*TRAVAIL DEMANDÉ*
(a) Recopiez fidèlement un passage du texte sur le lapidaire Antoine Caire-Morand. Commencez aux mots « Mais Antoine Caire-Morand » et arrêtez-vous après « Briançon en 1778. ».
(b) D'après le texte sur le lapidaire Antoine Caire-Morand, de combien de cristaux se compose le lustre à cylindre commandé par le ministre des Affaires étrangères ?
(c) Prolongez le texte sur le lapidaire Antoine Caire-Morand au-delà de sa dernière phrase.

─── EXTRAIT DE PAGE ───

Un lapidaire à Briançon.

 

Publié en août 2023

Mis à jour en octobre 2024

 

Antoine Caire, dit Caire-Morand, naît à Briançon (Hautes-Alpes) en 1747. Il est pour ainsi dire tombé dans la marmite aux pierres précieuses étant petit : en effet, son père est orfèvre, et il fait connaissance très jeune avec les pierres dans l’atelier de celui-ci, comme il le raconte dans un Mémoire qu'il nous a laissé :

Dans mes premiers ans, je trouvai chez mon père une boîte renfermant des cristaux et autres pierres précieuses, que j’examinai d’abord clandestinement, de peur d’être grondé.1

Extrait de SIMONIN L., Pierres : esquisses minéralogiques. BnF

 

Ayant des dispositions pour le dessin, il est envoyé par ses parents à l’âge de 14 ans en Italie à Turin, en apprentissage chez un lapidaire, c'est-à-dire un ouvrier qui taille et vend les pierres précieuses. Il apprend ainsi les bases de son futur métier. À 17 ans, c'est le début pour lui de près de 12 années de voyage afin de se perfectionner, en Italie, à Paris, en Angleterre et en Espagne, où il reçoit de nombreuses propositions d’emploi.

 

 Une entreprise audacieuse

 

Mais Antoine Caire-Morand a un projet audacieux en tête. Il veut fonder une manufacture dans le pays qui l’a vu naître, afin de mettre en valeur les produits de ses montagnes : cristal de roche de l’Oisans et du Briançonnais, variolites de la Durance… À l’âge de 30 ans, le voilà donc de retour à Briançon. Il écrit à l'intendant du Dauphiné, Christophe Pajot de Marcheval, pour le convaincre de l'aider : 

 Nous avons, dans le Briançonnais, des pierres curieuses que ces habitants foulent aux pieds, ne les connaissant point. On pourrait, à l’imitation des Anglais, en tirer, je pense, un bien grand avantage.2

Le défi est de taille : former des ouvriers, acheminer ou construire le matériel, trouver l'argent nécessaire... Avec le soutien de l'intendant, Antoine Caire-Morand surmonte toutes les difficultés et fonde sa manufacture de cristal de roche à Sainte-Catherine sous Briançon en 1778. 

 

Face du bâtiment de la manufacture avec projet d'aménagement par Caire-Morand. ADHA, cote C 27

 

Succès et déconvenues

 

Dans les premiers mois, échecs et pertes financières s’accumulent. Antoine Caire-Morand s’engage alors dans le façonnage d’objets plus originaux et invente des coupes nouvelles, trouvant son style, qui sera bientôt imité dans l’Europe entière. Bijouterie, objets gravés ou sculptés, objets de luxe ou de fantaisie taillés à facettes… les commandes affluent.

 

Taille à étoile inventée par Caire-Morand. Extrait de La science des pierres précieuses (...). BnF

 

En 1784, il obtient le titre de « manufacture royale » qu’il avait sollicité. La pièce la plus importante à sortir de la manufacture de Briançon est un lustre à cylindre composé de 1500 cristaux, commandé par le ministre des Affaires étrangères, qui occupera 40 ouvriers pendant plus de 3 ans.

─── ENREGISTREMENTS FOURNIS ───

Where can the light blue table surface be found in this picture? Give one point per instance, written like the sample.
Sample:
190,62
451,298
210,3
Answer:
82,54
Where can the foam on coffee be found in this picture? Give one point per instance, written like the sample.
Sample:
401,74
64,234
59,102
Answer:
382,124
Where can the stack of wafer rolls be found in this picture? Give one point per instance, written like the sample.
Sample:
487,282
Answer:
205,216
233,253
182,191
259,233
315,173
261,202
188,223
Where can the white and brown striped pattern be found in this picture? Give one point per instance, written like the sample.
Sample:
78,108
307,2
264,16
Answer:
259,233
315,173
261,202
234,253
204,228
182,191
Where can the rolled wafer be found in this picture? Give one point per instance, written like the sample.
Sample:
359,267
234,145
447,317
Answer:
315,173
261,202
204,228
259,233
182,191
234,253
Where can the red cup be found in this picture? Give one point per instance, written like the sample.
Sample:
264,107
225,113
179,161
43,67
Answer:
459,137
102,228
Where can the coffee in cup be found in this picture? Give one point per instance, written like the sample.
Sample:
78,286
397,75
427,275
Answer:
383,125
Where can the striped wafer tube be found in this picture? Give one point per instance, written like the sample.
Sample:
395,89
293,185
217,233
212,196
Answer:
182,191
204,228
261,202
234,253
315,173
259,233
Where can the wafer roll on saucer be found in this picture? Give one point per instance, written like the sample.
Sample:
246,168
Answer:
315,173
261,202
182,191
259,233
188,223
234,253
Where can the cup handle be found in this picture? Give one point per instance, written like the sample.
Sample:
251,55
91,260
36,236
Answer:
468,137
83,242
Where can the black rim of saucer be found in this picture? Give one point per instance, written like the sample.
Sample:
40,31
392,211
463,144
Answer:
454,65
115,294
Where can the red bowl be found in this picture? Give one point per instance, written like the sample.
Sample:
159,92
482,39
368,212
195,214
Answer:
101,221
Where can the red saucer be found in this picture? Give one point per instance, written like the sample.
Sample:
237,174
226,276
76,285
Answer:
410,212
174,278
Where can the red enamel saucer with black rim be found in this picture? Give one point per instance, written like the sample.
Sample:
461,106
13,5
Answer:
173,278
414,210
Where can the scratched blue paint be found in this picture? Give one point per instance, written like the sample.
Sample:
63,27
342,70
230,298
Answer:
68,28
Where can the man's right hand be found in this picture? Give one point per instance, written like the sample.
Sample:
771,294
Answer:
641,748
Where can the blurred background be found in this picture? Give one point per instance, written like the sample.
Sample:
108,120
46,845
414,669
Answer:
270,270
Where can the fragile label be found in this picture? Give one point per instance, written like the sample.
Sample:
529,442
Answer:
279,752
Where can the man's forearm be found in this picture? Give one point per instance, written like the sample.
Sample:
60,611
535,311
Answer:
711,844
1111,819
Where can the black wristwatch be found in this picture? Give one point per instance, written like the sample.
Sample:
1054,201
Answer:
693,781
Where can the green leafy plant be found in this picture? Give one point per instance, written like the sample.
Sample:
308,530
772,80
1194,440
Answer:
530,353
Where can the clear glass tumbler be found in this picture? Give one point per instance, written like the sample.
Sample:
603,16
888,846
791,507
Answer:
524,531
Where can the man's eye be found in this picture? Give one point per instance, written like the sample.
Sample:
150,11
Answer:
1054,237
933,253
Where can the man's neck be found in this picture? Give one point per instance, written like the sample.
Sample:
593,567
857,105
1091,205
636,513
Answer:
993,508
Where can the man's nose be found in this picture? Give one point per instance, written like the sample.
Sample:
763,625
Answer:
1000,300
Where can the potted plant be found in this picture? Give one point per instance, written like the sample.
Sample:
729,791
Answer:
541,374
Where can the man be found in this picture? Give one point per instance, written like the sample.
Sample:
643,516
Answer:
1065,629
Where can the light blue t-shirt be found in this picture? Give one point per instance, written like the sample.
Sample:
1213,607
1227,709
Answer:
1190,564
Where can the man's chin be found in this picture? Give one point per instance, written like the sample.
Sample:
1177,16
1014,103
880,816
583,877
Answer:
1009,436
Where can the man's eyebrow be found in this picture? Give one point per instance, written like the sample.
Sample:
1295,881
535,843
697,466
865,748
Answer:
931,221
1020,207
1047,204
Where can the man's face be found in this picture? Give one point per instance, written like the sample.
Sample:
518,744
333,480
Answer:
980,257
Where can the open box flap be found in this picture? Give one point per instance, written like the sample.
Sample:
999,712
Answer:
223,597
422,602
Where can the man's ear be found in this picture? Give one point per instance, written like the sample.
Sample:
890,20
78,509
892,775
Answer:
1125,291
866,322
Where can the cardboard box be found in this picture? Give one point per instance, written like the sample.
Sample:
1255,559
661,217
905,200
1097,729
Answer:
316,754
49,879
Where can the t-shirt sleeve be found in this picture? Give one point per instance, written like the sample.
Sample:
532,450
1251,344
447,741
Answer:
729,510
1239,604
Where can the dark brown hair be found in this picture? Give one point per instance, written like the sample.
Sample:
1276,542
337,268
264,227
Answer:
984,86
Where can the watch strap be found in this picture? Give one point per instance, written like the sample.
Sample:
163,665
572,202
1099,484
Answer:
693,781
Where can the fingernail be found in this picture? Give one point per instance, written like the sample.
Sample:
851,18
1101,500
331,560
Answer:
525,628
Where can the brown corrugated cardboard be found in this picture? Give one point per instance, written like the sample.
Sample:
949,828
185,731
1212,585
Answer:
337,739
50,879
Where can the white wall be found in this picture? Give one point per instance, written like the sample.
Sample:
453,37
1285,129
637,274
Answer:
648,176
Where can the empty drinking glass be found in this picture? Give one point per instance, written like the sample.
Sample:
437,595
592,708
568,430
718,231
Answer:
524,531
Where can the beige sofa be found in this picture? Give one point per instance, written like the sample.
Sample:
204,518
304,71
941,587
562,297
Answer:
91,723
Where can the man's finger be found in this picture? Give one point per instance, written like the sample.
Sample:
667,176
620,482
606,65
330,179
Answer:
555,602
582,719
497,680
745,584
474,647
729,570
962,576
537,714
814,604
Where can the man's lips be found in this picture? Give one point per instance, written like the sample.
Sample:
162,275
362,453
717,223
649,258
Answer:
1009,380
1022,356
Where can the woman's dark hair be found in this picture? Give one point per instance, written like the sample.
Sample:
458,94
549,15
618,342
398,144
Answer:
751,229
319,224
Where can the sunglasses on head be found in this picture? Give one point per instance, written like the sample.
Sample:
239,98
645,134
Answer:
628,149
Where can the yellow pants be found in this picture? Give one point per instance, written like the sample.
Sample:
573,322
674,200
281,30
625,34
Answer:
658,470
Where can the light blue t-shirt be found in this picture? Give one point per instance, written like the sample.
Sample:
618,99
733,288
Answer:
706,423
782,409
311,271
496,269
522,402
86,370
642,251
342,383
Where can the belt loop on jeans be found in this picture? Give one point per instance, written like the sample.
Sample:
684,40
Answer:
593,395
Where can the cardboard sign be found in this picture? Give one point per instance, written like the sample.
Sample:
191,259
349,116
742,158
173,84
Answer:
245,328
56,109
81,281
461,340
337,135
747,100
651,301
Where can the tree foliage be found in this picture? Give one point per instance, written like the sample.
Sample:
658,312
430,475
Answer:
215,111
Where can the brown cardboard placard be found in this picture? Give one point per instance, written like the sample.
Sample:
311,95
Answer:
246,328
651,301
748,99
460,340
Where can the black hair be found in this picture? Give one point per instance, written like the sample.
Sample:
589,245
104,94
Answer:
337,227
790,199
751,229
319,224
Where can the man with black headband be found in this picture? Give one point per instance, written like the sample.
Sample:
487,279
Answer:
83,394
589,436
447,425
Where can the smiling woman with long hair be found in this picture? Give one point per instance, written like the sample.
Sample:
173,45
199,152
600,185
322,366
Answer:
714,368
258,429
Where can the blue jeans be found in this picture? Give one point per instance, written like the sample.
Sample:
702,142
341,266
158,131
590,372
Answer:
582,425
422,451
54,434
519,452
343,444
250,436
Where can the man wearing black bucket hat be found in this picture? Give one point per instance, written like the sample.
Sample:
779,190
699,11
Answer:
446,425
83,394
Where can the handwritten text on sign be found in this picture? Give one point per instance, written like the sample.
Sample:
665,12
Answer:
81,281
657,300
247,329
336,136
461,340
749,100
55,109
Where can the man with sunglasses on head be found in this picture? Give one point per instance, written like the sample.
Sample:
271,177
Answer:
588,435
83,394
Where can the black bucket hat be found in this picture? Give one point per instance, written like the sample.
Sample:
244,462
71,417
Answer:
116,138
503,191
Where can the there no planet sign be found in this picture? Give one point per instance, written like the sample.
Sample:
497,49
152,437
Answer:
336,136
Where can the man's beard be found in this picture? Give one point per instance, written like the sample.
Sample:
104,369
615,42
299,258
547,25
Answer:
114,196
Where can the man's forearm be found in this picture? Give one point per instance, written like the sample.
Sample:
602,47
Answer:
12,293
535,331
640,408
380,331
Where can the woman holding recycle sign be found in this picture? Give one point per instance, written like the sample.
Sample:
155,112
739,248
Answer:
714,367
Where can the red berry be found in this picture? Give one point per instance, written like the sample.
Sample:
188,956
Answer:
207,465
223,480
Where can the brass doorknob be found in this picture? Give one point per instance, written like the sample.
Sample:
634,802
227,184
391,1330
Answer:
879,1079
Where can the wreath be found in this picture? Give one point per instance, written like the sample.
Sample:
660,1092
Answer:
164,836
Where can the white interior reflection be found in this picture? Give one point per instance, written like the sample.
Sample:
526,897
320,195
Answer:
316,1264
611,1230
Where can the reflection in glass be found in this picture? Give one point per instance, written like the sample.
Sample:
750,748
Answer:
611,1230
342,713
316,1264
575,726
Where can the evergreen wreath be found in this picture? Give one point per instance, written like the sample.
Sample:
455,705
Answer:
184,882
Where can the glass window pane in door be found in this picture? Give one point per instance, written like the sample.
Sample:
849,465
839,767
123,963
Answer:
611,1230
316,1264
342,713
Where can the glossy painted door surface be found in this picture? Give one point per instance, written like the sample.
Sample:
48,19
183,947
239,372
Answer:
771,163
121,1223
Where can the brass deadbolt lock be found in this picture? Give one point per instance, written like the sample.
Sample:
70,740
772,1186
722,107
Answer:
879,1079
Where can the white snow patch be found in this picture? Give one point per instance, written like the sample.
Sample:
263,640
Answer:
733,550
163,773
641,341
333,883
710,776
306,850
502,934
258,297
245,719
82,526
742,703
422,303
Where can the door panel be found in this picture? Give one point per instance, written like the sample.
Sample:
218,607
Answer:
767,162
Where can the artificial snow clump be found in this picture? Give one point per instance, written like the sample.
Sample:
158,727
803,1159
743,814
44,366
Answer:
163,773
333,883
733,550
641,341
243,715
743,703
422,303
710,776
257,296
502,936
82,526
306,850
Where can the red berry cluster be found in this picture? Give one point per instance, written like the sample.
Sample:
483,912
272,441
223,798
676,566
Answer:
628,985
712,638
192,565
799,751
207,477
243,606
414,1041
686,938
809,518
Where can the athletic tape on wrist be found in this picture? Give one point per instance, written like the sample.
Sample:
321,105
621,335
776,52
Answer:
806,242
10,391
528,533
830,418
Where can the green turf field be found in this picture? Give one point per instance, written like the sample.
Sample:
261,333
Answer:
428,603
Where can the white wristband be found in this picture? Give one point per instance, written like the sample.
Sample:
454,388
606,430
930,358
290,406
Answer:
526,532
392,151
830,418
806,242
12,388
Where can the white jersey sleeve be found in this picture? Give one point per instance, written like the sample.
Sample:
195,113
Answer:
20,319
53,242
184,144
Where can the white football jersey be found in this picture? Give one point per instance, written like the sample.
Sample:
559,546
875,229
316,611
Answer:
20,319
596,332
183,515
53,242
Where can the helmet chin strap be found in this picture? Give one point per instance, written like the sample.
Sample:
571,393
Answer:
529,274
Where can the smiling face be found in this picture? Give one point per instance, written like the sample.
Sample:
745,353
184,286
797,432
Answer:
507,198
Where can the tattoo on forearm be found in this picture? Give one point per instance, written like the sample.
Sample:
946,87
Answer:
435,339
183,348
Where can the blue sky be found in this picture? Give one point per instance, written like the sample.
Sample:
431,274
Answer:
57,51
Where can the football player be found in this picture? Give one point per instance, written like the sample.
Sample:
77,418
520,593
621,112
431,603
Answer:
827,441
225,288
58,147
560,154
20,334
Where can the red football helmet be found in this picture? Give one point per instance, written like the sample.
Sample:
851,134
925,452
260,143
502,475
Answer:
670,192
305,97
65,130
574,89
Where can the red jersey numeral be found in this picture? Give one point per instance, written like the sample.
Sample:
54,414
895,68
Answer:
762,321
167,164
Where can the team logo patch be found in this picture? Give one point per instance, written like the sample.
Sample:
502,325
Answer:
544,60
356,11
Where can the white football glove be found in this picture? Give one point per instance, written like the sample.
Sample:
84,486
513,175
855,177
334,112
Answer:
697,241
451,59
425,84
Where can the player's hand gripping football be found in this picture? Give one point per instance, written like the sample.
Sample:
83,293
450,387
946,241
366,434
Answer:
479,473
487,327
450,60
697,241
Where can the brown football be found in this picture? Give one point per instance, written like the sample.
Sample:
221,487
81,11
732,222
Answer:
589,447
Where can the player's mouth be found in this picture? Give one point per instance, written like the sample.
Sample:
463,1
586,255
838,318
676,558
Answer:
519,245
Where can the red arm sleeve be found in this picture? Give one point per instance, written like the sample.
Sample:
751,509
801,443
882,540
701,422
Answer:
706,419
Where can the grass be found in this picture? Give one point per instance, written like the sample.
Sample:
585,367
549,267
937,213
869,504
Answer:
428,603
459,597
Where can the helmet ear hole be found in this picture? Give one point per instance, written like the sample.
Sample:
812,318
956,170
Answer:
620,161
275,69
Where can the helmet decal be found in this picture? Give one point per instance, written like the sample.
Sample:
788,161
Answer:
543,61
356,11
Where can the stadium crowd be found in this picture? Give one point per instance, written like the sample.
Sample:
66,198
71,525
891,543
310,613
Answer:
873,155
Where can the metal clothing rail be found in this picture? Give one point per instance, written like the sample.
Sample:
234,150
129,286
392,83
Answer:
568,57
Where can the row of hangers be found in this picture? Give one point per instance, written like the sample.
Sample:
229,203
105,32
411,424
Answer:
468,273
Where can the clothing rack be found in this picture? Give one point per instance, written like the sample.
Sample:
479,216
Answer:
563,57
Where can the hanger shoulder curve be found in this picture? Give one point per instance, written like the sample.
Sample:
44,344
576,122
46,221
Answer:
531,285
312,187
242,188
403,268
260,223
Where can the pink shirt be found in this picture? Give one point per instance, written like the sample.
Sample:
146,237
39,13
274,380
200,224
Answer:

───

*RÉPONSES*
(a)
Mais Antoine Caire-Morand a un projet audacieux en tête. Il veut fonder une manufacture dans le pays qui l’a vu naître, afin de mettre en valeur les produits de ses montagnes : cristal de roche de l’Oisans et du Briançonnais, variolites de la Durance… À l’âge de 30 ans, le voilà donc de retour à Briançon. Il écrit à l'intendant du Dauphiné, Christophe Pajot de Marcheval, pour le convaincre de l'aider : 

 Nous avons, dans le Briançonnais, des pierres curieuses que ces habitants foulent aux pieds, ne les connaissant point. On pourrait, à l’imitation des Anglais, en tirer, je pense, un bien grand avantage.2

Le défi est de taille : former des ouvriers, acheminer ou construire le matériel, trouver l'argent nécessaire... Avec le soutien de l'intendant, Antoine Caire-Morand surmonte toutes les difficultés et fonde sa manufacture de cristal de roche à Sainte-Catherine sous Briançon en 1778.

(b) Il se compose de 1500 cristaux.

(c)
 

Affiche de 1780 incitant la jeunesse à s'engager en apprentissage dans la manufacture de Caire-Morand. ADHA, cote C 27

 

C'est au moment où la manufacture commence à engranger des bénéfices que survient la Révolution française. Les ouvriers sont réquisitionnés, l'entreprise est mise à l'arrêt. En 1794, la commune de Briançon installe dans la manufacture une fabrique de salpêtre, servant pour la poudre à canon. Antoine Caire-Morand multipliera les démarches pour le maintien de son activité, mais malgré les promesses de soutien, la manufacture ne peut se relever de ses ruines, et les bâtiments deviennent une maison d’habitation.

Fatigué de ces déconvenues, Antoine Caire-Morand part s’installer à Turin, où il s’est formé dans sa jeunesse, afin d'y exercer l’orfèvrerie et la bijouterie. Il finit sa vie occupé à son commerce, et à la rédaction d’un livre, La science des pierres précieuses, fruit de quarante années d’expériences et d’études. L’ouvrage paraîtra en 1826 après sa mort.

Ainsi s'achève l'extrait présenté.